## Task inputs:
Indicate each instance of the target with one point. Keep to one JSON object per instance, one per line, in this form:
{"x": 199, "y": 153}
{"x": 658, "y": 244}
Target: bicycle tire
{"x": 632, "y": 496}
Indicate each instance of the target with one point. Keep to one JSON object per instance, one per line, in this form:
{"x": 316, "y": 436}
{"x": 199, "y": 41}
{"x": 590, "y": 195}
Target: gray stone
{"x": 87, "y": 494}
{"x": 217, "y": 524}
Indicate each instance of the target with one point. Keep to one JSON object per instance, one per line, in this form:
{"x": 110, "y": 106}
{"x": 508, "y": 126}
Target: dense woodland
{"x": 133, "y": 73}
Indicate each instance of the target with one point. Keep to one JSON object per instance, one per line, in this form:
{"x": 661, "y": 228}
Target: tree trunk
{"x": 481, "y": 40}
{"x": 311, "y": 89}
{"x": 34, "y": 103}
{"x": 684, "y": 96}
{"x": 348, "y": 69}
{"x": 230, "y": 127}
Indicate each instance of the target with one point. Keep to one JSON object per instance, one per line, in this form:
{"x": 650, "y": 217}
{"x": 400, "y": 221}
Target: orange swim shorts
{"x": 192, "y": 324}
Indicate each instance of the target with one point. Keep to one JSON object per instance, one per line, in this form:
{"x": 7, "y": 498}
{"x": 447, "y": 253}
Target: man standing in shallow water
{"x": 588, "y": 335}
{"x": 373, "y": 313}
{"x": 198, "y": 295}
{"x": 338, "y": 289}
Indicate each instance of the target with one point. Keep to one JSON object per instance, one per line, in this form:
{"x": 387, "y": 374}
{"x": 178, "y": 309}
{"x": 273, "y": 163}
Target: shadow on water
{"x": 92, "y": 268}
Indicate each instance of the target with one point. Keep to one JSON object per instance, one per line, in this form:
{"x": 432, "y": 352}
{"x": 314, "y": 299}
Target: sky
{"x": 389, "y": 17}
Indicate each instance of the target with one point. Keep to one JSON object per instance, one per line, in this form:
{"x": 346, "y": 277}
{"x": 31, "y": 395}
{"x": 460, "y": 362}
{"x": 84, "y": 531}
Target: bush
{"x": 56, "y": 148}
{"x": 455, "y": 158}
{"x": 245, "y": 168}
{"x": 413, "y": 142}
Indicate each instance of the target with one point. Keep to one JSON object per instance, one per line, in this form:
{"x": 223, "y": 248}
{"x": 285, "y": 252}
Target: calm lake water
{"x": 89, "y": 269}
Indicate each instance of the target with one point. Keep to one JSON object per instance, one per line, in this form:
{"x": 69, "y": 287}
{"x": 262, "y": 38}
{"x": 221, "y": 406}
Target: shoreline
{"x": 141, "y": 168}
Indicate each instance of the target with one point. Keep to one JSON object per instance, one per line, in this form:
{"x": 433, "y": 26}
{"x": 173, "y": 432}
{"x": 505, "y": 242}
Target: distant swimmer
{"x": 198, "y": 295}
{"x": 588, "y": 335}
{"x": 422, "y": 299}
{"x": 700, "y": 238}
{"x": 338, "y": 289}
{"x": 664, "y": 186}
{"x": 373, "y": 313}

--

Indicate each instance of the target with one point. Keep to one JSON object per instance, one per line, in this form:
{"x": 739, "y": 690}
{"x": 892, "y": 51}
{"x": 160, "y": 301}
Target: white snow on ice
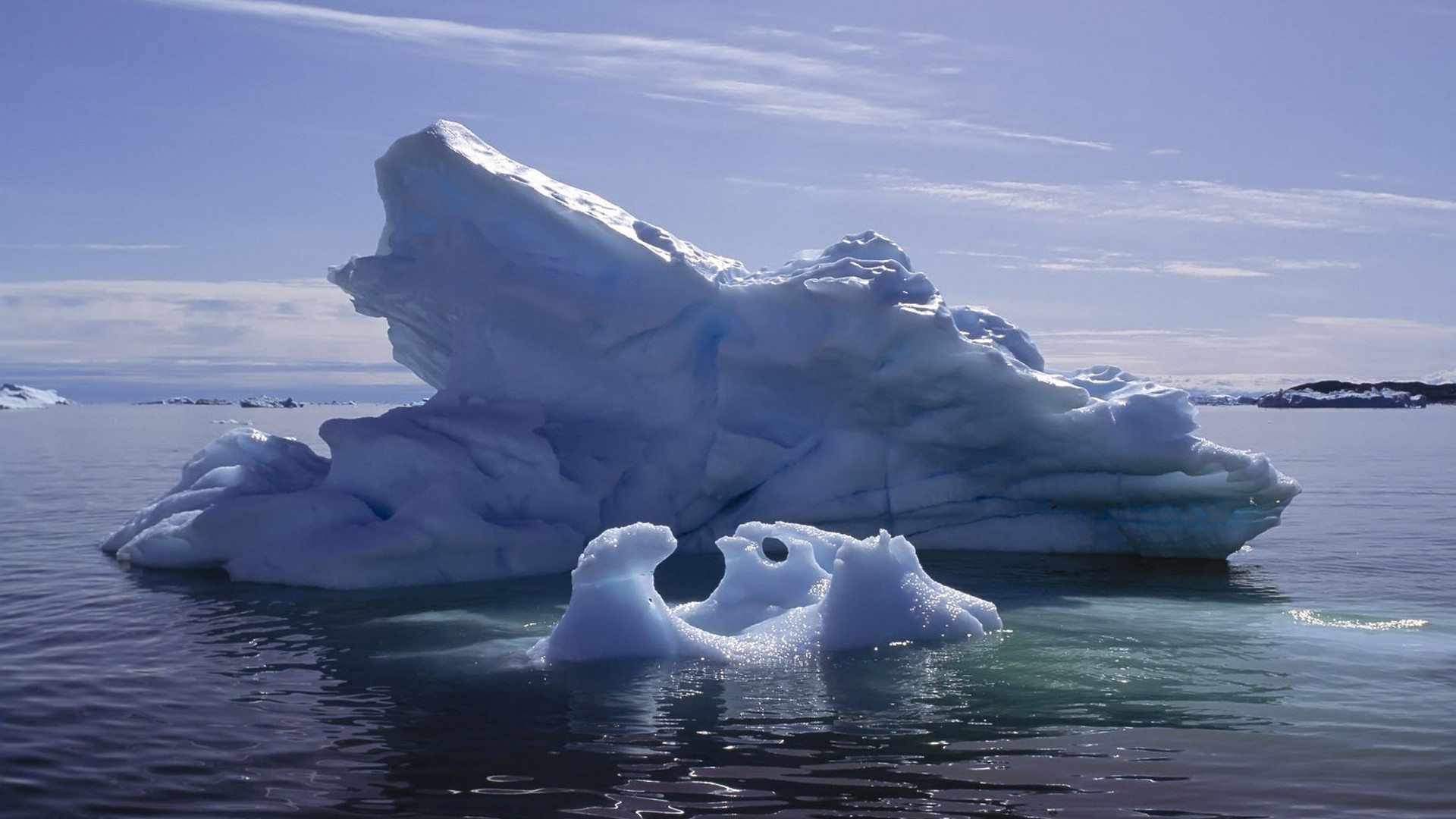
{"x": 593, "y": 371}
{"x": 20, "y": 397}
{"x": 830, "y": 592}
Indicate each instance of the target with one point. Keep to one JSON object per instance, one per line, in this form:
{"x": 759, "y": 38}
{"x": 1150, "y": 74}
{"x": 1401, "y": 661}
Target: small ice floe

--

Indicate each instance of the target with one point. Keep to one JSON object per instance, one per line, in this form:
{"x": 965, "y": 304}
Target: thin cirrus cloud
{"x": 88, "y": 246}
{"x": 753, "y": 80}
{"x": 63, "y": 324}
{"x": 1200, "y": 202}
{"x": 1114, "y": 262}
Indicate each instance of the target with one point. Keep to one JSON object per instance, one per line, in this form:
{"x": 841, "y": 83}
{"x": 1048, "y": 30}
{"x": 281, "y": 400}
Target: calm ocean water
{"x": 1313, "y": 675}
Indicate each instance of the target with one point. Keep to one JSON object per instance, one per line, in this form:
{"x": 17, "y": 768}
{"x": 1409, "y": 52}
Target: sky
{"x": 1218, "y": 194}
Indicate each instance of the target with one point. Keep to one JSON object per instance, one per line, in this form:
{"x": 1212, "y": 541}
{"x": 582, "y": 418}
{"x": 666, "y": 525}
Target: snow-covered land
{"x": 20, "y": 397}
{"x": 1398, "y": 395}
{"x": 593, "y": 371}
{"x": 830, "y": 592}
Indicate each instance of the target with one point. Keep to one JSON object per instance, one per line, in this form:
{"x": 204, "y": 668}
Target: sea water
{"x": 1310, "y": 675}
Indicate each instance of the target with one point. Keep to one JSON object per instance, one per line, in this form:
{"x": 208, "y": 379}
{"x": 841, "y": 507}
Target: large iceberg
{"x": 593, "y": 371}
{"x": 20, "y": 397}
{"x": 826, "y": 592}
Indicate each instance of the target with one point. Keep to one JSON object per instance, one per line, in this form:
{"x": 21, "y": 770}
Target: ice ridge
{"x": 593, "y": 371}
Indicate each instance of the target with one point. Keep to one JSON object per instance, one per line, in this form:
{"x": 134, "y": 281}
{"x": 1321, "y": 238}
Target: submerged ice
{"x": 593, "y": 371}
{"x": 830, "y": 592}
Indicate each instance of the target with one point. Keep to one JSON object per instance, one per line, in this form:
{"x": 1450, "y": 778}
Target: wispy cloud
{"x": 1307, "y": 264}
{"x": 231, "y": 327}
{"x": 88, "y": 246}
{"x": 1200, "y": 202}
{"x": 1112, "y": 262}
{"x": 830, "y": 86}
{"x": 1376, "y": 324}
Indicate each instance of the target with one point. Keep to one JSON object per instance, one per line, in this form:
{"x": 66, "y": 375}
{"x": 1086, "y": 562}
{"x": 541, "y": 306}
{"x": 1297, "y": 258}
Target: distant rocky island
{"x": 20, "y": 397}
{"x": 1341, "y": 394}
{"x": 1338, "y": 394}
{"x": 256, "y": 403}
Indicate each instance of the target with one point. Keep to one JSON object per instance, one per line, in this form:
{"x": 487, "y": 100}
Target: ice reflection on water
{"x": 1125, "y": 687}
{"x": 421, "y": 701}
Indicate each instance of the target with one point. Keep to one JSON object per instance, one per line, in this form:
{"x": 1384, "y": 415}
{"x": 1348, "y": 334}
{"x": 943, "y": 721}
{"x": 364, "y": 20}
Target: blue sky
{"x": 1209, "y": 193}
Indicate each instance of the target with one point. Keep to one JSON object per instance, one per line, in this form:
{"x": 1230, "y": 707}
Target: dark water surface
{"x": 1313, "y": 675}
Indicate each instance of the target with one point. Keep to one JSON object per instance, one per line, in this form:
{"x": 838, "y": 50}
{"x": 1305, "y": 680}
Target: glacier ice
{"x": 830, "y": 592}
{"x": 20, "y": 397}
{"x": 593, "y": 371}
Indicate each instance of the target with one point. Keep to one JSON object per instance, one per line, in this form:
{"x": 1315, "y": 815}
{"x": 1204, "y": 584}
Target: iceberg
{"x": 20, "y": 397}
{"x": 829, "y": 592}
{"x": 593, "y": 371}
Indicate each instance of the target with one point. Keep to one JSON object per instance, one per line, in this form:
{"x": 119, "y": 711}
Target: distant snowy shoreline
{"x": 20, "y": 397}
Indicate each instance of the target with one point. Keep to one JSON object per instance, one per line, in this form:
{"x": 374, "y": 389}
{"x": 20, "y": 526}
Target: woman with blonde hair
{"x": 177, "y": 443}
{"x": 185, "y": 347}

## Your goal:
Report each line of the records above that contains the word "distant", copying every such line in full.

## Answer to this exercise:
Target: distant swimmer
Target: distant rocky island
Target: distant snowy shoreline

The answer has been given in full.